The chiropractic article below names several cost-cutting measures under "Real solutions must be on the table." List all of them.

Document section:
══════════════════════════════

The Future of Chiropractic (Pt. 2): A Path Forward
Chiropractic

The Future of Chiropractic (Pt. 2): A Path Forward

Dennis Short, DC

The picture may seem bleak, but denial helps no one. As I said at the beginning [Part 1, February issue], only by confronting reality can we design a better future. So, how do we move forward?

The Financial Equation Must Change

In the early 2000s, graduates carried about $140,000 in debt and earned roughly $80,000 with a ratio of 1.75. Today, debt averages over $300,000, while income hovers around $70,000 with a ratio of 4.29. For chiropractic to remain viable, this ratio must return to around 2.0 or less, which we surpassed around 2005. To move to a sustainable level means increasing income, reducing education costs or ideally, both.

Benjamin Franklin once said, “There are two ways to increase your wealth: increase your means or decrease your wants. The best is to do both.” Likewise, chiropractic schools must lower student costs while simultaneously teaching them how to thrive financially. Currently, business education in most chiropractic programs is laughably inadequate. If schools want to survive, they must deliver meaningful business training and reduce tuition, no matter how difficult administrators claim that may be.

Real solutions must be on the table: cost-sharing with larger universities, expanding online courses to serve more students per instructor, eliminating programs that drain resources, rethinking physical space usage, consolidating administrative roles, and scrutinizing executive compensation. Nothing should be off-limits, and savings must be passed on to students. Practicing chiropractors also need to refer more students to schools that offer lower tuition and stronger business training, sending a message to all chiropractic programs: If you want your graduates to thrive, not just survive, set them up for long-term success.

══════════════════════════════

Records from a dataset:
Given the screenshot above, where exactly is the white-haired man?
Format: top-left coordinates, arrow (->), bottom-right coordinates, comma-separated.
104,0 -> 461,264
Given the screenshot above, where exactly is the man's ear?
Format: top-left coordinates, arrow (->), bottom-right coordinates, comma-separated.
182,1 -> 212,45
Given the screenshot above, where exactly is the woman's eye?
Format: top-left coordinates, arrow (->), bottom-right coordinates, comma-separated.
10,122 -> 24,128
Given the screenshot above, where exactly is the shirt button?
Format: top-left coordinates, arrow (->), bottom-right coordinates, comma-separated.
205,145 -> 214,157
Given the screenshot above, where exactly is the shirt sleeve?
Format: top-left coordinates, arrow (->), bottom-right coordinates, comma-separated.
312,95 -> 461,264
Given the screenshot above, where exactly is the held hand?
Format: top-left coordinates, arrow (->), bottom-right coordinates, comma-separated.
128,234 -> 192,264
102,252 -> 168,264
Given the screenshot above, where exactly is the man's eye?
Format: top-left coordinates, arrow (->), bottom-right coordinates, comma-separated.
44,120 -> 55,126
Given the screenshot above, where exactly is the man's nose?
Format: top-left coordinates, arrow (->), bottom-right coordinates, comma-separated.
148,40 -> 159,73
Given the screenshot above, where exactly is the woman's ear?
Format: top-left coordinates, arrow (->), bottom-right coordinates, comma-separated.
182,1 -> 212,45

══════════════════════════════

Task output:
- Cost-sharing with larger universities
- Expanding online courses to serve more students per instructor
- Eliminating programs that drain resources
- Rethinking physical space usage
- Consolidating administrative roles
- Scrutinizing executive compensation